### What to work on
Copy every line of the data below word for word, but leave out any pictures.

### Entries shown
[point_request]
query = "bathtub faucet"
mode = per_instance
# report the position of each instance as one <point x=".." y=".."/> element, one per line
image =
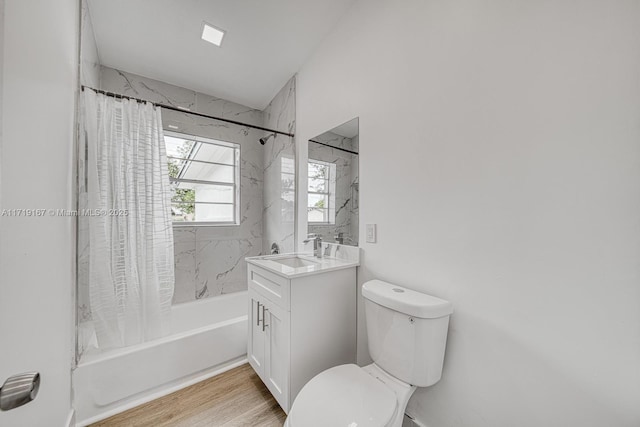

### Exercise result
[point_request]
query = "bathtub faucet"
mode = per_instance
# report the position of each instance as one <point x=".." y=".."/> element, one per line
image =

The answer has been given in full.